RECORDS FOR THIS EXERCISE START

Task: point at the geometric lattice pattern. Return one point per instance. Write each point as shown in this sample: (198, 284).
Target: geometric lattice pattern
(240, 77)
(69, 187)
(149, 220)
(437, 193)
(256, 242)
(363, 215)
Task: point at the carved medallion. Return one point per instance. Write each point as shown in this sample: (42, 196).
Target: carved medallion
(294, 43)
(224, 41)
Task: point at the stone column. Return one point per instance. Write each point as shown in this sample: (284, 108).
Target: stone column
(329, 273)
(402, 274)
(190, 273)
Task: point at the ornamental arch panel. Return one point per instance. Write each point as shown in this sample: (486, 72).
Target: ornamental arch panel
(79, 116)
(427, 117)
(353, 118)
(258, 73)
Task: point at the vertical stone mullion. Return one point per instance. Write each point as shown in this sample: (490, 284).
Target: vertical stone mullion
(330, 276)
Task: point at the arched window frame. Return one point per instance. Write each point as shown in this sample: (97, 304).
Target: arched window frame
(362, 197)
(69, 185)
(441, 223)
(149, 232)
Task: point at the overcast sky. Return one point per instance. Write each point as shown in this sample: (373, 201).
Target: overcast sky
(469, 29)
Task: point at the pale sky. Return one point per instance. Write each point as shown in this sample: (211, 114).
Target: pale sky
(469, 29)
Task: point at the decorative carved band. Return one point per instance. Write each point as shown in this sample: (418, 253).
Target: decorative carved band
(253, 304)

RECORDS FOR THIS EXERCISE END

--- AIM OF THE EXERCISE ---
In the entries above, find lines with "shown" and copy each.

--- EXERCISE ANSWER ---
Task: point at the geometric lattice pattern. Return one point per instance. Write each point as shown in this sample: (198, 284).
Task: point at the carved medallion. Return one point per instance. Write each point as shown in this sample: (42, 196).
Task: point at the stone column. Return one point per instance. Write each point as shown in this sample: (284, 108).
Task: point at the ornamental arch panel. Return one point per instance. Write each point as shown in this sample: (486, 72).
Task: point at the vertical stone mullion. Return one point per instance. Write each point as shown in this sample: (490, 284).
Task: point at the arched window frame. Return one point per instance. Write each point as shown in this sample: (97, 304).
Task: point at the overcast sky. Return one point per instance. Write each point as shown in this sample: (373, 201).
Task: point at the pale sky. Return one point per instance. Write each point as shown in this sample: (211, 114).
Task: point at the decorative carved band. Return one point per instance. Write each point as shown in this sample: (418, 253).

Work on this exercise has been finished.